Dr. Gleason found himself in an all too familiar spot – standing with a family representative, studying a patient through an observation porthole of a sterile hospital room door.
The subject was a middle-aged mother of two. She was brought in after experiencing some kind of psychotic episode. Currently she was chemically restrained and under 24-hour watch. Gleason would have preferred to outfit her with a straitjacket, but state and federal restrictions limited used of the archaic device. Despite the bad press it received, the corset was a highly effective management tool.
While patients are under the influence of psychopharmacologic agents, it was nearly impossible to get an accurate assessment. By the time they can remain unsedated, the benefit of an interview has passed.
The man standing beside Gleason leaned into the window, and tapped on the glass.

» Study questions
- 1) Decide whether each statement agrees with the Dr. Gleason passage: (a) the patient was a middle-aged mother of two; (b) the patient was under 24-hour watch; (c) Gleason stood alone at the door. Answer yes or no for each, and quote the words of the passage that decide it.
- 2) Update the Dr. Gleason passage between "Dr. Gleason found" and "interview has passed.", inclusive, replacing "porthole" with "window".
- 3) Write what comes next in the Dr. Gleason passage, starting after its last sentence.
The material that follows comes from a separate source and is unrelated to the Dr. Gleason passage.

» Raw data
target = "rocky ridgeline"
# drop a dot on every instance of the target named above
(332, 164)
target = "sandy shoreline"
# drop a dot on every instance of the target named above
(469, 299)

» Response list
- 1)
(a) Yes: "The subject was a middle-aged mother of two."
(b) Yes: "Currently she was chemically restrained and under 24-hour watch."
(c) No: "standing with a family representative"

- 2)
Dr. Gleason found himself in an all too familiar spot – standing with a family representative, studying a patient through an observation window of a sterile hospital room door.
The subject was a middle-aged mother of two. She was brought in after experiencing some kind of psychotic episode. Currently she was chemically restrained and under 24-hour watch. Gleason would have preferred to outfit her with a straitjacket, but state and federal restrictions limited used of the archaic device. Despite the bad press it received, the corset was a highly effective management tool.
While patients are under the influence of psychopharmacologic agents, it was nearly impossible to get an accurate assessment. By the time they can remain unsedated, the benefit of an interview has passed.

- 3)
“I need to ask you to stop doing that. This isn’t a fish bowl, and Mrs. Henson is not a goldfish.” Gleason kept his hands tucked into his lab coat pockets, but wanted to smack the visitor’s wrist like he was an impetuous child. “Mrs. Henson is experiencing a heightened auditory awareness. The tapping would sound like sonic booms inside her room.”
The other man pulled his hand back like he had been shocked.
“I didn’t know,” he stammered. “Is that a consequence of her nervous breakdown?”
“The more accurate phrase is ‘time-limited, stress-induced psychiatric disorder’.”
“So, this is temporary?”
“We can’t determine that at this point,” Gleason tried to not sound bored, “but, there is no indication that Mrs. Henson is in a permanent, fugue state.”
“Did you ever figure out what happened?”
Gleason cleared his throat. They always want easy answers. Something that can explain the unexplainable.
“To answer your other two questions, ‘yes’.” Gleason waited for the reaction. As a perverse pastime, he enjoyed giving vague responses to serious inquires. “Yes, we were able to determine what the triggering event was, and yes, her sound sensitivity is related.”
Using as many medical terms as possible, intermingled with a few, more easily understood generic phrases, Gleason explained the impetus for Mrs. Henson’s present condition.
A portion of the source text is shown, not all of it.